**Stated goal**. Reproduce every one of the following lines verbatim, with no changes to wording, punctuation, or order.

———

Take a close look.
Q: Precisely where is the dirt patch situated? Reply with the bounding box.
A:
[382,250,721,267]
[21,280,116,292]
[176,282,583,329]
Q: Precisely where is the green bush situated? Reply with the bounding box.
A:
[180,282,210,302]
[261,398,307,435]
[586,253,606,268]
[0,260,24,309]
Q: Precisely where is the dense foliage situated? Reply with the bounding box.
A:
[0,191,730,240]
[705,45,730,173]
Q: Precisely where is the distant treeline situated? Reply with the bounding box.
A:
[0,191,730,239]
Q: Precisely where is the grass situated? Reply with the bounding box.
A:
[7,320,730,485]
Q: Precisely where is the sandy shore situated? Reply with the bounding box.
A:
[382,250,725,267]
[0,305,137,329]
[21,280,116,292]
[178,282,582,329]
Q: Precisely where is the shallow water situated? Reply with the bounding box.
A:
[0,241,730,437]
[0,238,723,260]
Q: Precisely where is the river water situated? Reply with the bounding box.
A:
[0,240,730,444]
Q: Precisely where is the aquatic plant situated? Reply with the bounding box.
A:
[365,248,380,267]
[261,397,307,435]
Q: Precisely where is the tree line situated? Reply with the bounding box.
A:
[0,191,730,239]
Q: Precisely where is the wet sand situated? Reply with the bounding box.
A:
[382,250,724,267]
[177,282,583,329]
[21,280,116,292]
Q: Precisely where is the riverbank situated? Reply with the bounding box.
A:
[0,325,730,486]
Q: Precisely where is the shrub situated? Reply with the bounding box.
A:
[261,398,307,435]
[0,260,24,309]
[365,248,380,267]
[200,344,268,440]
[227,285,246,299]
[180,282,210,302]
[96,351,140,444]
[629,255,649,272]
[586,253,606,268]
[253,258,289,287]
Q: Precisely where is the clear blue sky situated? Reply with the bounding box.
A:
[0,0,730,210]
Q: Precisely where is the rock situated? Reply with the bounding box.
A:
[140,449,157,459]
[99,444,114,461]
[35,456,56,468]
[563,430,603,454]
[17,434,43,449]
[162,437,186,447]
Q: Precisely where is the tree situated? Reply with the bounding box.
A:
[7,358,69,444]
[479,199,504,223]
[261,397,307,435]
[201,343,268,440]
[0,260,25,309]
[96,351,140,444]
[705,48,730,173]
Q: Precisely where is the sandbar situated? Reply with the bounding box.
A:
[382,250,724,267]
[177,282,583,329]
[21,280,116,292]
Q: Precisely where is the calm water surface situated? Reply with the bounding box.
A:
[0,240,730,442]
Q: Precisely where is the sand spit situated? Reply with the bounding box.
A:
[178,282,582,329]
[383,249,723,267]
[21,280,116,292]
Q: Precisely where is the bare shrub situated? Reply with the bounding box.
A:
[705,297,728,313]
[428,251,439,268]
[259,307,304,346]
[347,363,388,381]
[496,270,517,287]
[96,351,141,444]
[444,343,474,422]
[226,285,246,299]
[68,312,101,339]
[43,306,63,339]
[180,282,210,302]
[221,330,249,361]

———

**Answer to this exercise**.
Take a close look.
Q: Precisely where is the dirt patch situated? Reply with the bounding box.
A:
[382,250,721,267]
[21,280,116,292]
[176,282,583,329]
Q: Precisely where is the green bush situated? Reply with the bounding box.
A:
[180,282,210,302]
[261,398,307,435]
[586,253,606,268]
[0,260,24,309]
Q: Precisely where is the dense foliage situated? Reply with the bounding box.
A:
[0,191,730,240]
[705,45,730,173]
Q: Precisely where is the distant treeline situated? Reply with the bounding box.
A:
[0,191,730,239]
Q: Precisely where is the grass situated? Reply with the bounding box.
A:
[7,320,730,485]
Q: Precisely where is the sandy shore situated? Reply with the bounding box.
A:
[382,250,725,267]
[0,305,137,329]
[21,280,116,292]
[178,282,582,329]
Q: Precisely where is the shallow water situated? Reply with the bounding box.
A:
[0,241,730,437]
[0,238,723,260]
Q: Precisely where is the river water situated? Reply with the bounding box.
A:
[0,240,730,444]
Q: Precisely where is the aquatic plant situated? Reply with the bounding box.
A:
[365,248,380,267]
[261,397,307,435]
Q: Precisely where is the tree line situated? Reply with the bounding box.
A:
[0,191,730,239]
Q: Precisely where is the wet sand situated? Reply with the bounding box.
A:
[382,250,724,267]
[177,282,583,329]
[21,280,116,292]
Q: Precisely where is the riverbank situated? Reply with the bounding box.
A:
[0,325,730,486]
Q: Precisely where is the shrub situated? Reply with the bounding box.
A:
[261,398,307,435]
[0,260,24,309]
[365,248,380,267]
[200,344,268,440]
[227,285,246,299]
[180,282,210,302]
[96,351,140,444]
[629,255,649,272]
[586,253,606,268]
[253,258,289,287]
Q: Precisely where is the clear blue sky situated? Reply with the bounding box.
A:
[0,0,730,210]
Q: Precisely where is the rock situated? Reply with the bounding box.
A:
[140,449,157,459]
[99,444,114,461]
[35,456,56,468]
[563,430,603,454]
[17,434,43,449]
[162,437,186,447]
Q: Precisely where is the tree situated? Reply with the bounding box.
A:
[7,358,69,444]
[479,199,504,223]
[261,397,307,435]
[201,343,268,440]
[0,260,25,309]
[96,351,140,444]
[705,48,730,173]
Q: Precisely where is the sandbar situated? Reply with the bounding box.
A:
[382,250,724,267]
[177,282,583,329]
[21,280,116,292]
Q: Precisely where is the calm water surface situated? Reply with the bounding box.
A:
[0,240,730,442]
Q: Precisely where is the sand spit situated? Reply with the bounding box.
A:
[178,282,582,329]
[383,249,723,267]
[21,280,116,292]
Q: Precisely where is the bare shrub situated? Reply with the bounding box.
A:
[705,297,728,313]
[428,251,439,268]
[259,307,304,346]
[347,363,388,381]
[496,270,517,287]
[96,351,141,444]
[444,343,474,422]
[226,285,246,299]
[68,312,101,339]
[43,306,63,339]
[180,282,210,302]
[221,330,249,361]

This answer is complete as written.